▶ [Task instructions]: Convert the lines from the one with "[detect] sidewalk" through the one with "top-left (245, 190), bottom-right (264, 222)" into a Markdown table with two columns, No. and Text, where No. counts the lines in order and Text holds each line. Skip blank lines.

BEGIN Information given

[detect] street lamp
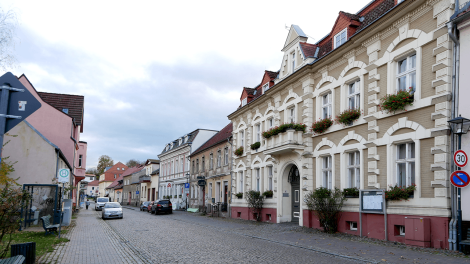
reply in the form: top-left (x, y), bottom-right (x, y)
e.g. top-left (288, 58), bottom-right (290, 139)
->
top-left (185, 172), bottom-right (189, 211)
top-left (447, 115), bottom-right (470, 251)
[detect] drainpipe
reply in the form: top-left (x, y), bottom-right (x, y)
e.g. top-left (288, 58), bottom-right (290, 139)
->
top-left (447, 21), bottom-right (460, 250)
top-left (227, 137), bottom-right (233, 218)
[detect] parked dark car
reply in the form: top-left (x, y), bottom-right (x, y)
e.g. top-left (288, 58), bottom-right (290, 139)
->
top-left (152, 200), bottom-right (173, 214)
top-left (147, 201), bottom-right (155, 214)
top-left (140, 202), bottom-right (150, 211)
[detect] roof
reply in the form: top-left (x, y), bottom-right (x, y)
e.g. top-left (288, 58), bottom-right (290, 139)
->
top-left (190, 123), bottom-right (233, 157)
top-left (161, 129), bottom-right (200, 154)
top-left (121, 165), bottom-right (144, 177)
top-left (38, 92), bottom-right (85, 132)
top-left (88, 180), bottom-right (100, 186)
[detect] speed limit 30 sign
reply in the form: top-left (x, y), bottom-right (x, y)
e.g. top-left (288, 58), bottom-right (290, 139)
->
top-left (454, 150), bottom-right (468, 167)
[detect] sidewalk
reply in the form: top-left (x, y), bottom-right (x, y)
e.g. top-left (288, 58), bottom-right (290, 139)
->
top-left (39, 202), bottom-right (146, 264)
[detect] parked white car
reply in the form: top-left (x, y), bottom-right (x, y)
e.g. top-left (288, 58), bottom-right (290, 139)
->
top-left (95, 197), bottom-right (109, 211)
top-left (101, 202), bottom-right (123, 219)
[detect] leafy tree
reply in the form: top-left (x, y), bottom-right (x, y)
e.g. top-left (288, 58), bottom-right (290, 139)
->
top-left (0, 8), bottom-right (18, 71)
top-left (126, 159), bottom-right (144, 168)
top-left (305, 187), bottom-right (346, 233)
top-left (96, 155), bottom-right (114, 175)
top-left (245, 190), bottom-right (264, 222)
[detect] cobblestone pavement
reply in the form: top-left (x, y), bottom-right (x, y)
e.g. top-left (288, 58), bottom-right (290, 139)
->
top-left (41, 203), bottom-right (470, 263)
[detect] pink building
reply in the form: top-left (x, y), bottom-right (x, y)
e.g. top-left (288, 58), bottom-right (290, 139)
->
top-left (18, 74), bottom-right (87, 206)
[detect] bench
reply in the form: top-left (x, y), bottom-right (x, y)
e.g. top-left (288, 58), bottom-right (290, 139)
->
top-left (41, 215), bottom-right (60, 235)
top-left (0, 255), bottom-right (26, 264)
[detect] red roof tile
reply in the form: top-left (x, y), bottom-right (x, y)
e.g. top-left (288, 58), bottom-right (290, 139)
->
top-left (38, 92), bottom-right (85, 132)
top-left (190, 123), bottom-right (233, 157)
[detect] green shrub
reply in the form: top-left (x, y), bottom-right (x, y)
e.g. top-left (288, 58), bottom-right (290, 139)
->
top-left (305, 187), bottom-right (346, 233)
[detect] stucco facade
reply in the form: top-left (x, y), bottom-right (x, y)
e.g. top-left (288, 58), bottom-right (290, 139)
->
top-left (229, 0), bottom-right (452, 248)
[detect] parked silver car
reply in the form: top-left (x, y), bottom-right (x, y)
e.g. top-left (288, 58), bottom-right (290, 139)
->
top-left (101, 202), bottom-right (123, 219)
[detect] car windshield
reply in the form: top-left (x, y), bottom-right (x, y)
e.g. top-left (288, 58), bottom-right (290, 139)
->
top-left (104, 203), bottom-right (121, 208)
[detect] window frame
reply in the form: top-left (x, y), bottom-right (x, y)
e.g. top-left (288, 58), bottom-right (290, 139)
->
top-left (320, 91), bottom-right (333, 119)
top-left (395, 141), bottom-right (417, 187)
top-left (321, 155), bottom-right (333, 190)
top-left (333, 27), bottom-right (348, 49)
top-left (346, 151), bottom-right (361, 189)
top-left (395, 52), bottom-right (418, 94)
top-left (346, 80), bottom-right (361, 109)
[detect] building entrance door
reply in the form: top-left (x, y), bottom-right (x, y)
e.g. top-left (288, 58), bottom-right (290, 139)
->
top-left (288, 165), bottom-right (300, 223)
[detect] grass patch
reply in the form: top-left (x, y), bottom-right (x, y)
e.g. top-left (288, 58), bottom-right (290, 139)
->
top-left (2, 230), bottom-right (69, 259)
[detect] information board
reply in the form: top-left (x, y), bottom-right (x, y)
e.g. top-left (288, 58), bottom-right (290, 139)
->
top-left (359, 190), bottom-right (384, 213)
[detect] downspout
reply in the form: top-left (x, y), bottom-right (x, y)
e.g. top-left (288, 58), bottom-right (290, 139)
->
top-left (447, 21), bottom-right (460, 250)
top-left (227, 137), bottom-right (233, 218)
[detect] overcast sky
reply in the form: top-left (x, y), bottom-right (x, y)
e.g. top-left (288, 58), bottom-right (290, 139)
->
top-left (0, 0), bottom-right (370, 168)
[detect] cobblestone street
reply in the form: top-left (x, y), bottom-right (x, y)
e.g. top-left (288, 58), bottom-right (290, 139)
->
top-left (40, 205), bottom-right (470, 263)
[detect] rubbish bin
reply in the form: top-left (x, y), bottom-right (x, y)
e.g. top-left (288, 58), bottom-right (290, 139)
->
top-left (11, 242), bottom-right (36, 264)
top-left (62, 199), bottom-right (72, 226)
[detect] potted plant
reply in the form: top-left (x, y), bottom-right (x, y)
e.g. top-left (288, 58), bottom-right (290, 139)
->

END Information given

▶ [The result]:
| No. | Text |
|---|---|
| 1 | [detect] sidewalk |
| 2 | reply in the form: top-left (x, y), bottom-right (x, y) |
| 3 | e.g. top-left (288, 58), bottom-right (290, 139) |
| 4 | -> |
| 5 | top-left (39, 202), bottom-right (146, 264) |
| 6 | [detect] parked white car |
| 7 | reply in the form: top-left (x, y), bottom-right (x, y) |
| 8 | e.g. top-left (288, 58), bottom-right (290, 139) |
| 9 | -> |
| 10 | top-left (95, 197), bottom-right (109, 211) |
| 11 | top-left (101, 202), bottom-right (123, 219) |
| 12 | [detect] leafy tree |
| 13 | reply in the form: top-left (x, y), bottom-right (x, y) |
| 14 | e.g. top-left (288, 58), bottom-right (290, 139) |
| 15 | -> |
| 16 | top-left (0, 8), bottom-right (18, 71) |
| 17 | top-left (126, 159), bottom-right (144, 168) |
| 18 | top-left (305, 187), bottom-right (346, 233) |
| 19 | top-left (96, 155), bottom-right (114, 175) |
| 20 | top-left (245, 190), bottom-right (264, 222) |